#### Aim of the exercise:
Gather every line from the entries below that includes "plant".

#### Exercise data:
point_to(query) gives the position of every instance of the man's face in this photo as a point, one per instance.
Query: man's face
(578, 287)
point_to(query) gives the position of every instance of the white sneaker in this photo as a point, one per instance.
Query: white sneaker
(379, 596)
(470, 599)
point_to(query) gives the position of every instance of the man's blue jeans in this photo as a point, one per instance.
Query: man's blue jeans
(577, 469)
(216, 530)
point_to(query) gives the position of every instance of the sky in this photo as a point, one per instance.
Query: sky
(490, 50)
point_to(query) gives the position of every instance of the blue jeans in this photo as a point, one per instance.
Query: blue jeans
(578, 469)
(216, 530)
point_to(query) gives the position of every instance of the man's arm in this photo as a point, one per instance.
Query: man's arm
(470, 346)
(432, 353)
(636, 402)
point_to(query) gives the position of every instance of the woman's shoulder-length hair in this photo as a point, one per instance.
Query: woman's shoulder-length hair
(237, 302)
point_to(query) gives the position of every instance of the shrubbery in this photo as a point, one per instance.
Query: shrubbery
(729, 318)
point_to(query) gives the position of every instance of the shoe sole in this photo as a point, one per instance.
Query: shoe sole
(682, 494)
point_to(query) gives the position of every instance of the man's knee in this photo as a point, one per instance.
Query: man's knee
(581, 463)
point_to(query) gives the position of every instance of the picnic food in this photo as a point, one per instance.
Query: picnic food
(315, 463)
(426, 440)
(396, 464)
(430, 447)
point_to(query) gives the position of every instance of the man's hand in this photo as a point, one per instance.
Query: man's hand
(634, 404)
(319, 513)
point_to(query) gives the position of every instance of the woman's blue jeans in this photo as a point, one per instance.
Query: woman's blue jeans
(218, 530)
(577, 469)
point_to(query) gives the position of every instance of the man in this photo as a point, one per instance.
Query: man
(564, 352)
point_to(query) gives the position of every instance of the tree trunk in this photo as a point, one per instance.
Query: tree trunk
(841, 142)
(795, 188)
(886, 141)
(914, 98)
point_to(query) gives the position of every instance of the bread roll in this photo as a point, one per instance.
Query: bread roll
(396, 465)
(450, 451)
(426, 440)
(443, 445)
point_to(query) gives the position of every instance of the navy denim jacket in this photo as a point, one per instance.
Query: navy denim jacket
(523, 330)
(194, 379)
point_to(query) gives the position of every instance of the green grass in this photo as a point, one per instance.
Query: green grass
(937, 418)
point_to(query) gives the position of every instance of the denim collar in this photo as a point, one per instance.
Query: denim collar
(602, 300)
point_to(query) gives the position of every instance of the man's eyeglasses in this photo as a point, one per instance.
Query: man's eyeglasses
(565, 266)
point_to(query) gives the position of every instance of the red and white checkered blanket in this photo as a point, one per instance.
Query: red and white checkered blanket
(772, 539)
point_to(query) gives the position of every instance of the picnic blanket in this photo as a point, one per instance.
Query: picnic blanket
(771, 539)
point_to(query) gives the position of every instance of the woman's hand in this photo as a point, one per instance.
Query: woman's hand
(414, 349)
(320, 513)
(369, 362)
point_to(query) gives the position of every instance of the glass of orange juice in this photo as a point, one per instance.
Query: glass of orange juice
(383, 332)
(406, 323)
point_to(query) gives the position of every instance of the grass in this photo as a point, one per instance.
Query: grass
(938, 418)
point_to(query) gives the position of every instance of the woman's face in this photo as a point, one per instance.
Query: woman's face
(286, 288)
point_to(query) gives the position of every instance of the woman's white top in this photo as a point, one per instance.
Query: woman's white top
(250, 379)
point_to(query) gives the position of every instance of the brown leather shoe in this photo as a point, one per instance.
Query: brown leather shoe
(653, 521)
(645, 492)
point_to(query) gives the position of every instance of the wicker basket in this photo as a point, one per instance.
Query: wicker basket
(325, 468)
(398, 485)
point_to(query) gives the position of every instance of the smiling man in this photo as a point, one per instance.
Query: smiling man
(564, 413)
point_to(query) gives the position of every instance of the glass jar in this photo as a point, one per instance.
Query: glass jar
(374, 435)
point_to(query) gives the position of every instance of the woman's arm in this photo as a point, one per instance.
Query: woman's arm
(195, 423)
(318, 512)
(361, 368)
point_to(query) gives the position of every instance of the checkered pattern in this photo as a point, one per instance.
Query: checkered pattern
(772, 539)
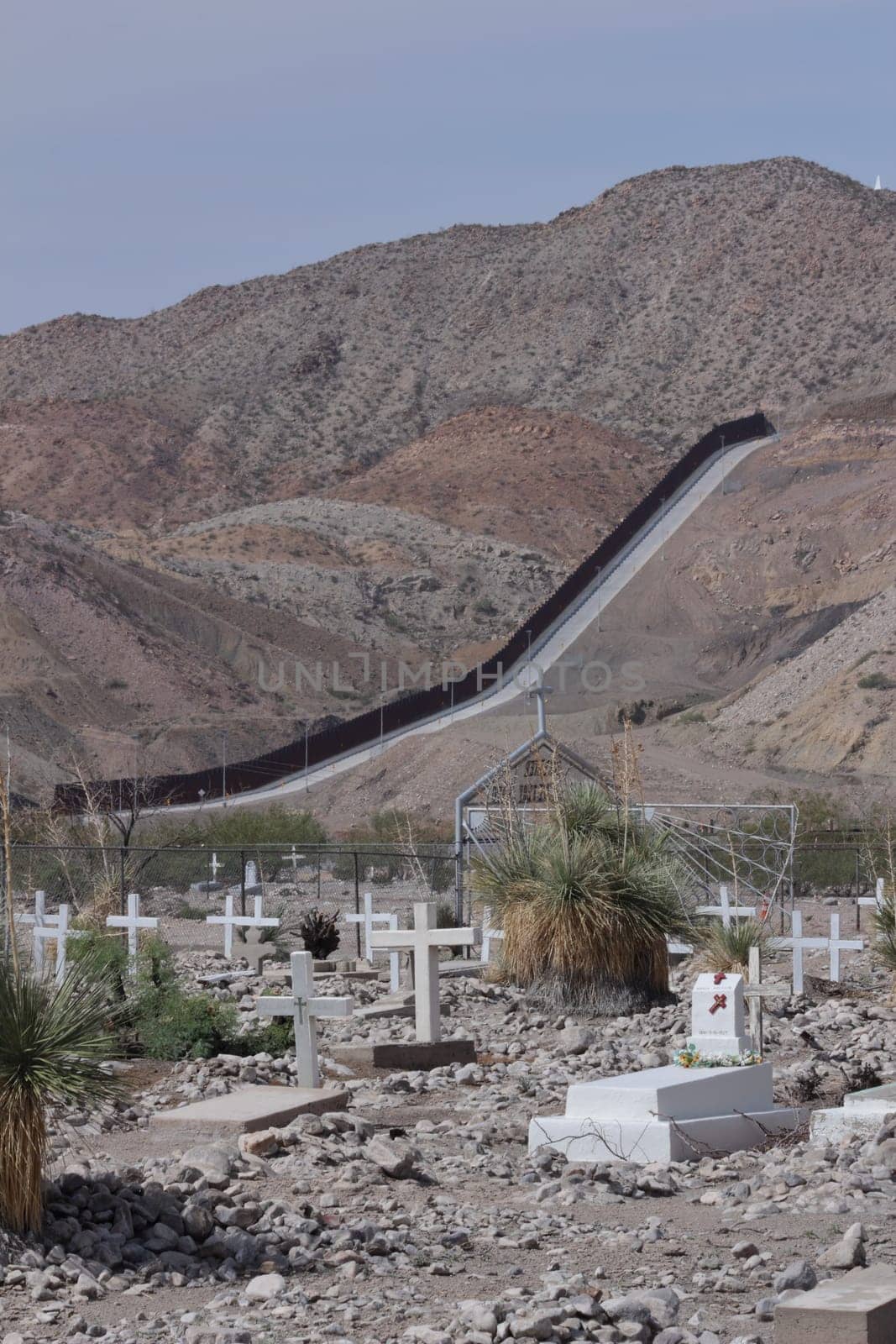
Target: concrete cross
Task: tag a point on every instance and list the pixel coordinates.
(423, 941)
(799, 945)
(293, 859)
(836, 945)
(40, 920)
(230, 921)
(755, 992)
(369, 920)
(134, 922)
(60, 932)
(304, 1008)
(255, 951)
(490, 932)
(726, 911)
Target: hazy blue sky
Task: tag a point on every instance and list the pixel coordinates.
(154, 147)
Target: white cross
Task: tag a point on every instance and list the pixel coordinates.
(60, 932)
(134, 921)
(836, 944)
(878, 900)
(799, 945)
(40, 920)
(755, 992)
(726, 909)
(304, 1008)
(231, 921)
(425, 940)
(293, 858)
(369, 920)
(490, 932)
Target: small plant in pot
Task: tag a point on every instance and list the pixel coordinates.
(320, 933)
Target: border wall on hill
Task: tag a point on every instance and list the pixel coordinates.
(365, 729)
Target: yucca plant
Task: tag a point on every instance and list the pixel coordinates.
(728, 949)
(53, 1042)
(586, 900)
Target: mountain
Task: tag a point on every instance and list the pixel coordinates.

#### Output:
Target: small plant in pot
Target: yucca plant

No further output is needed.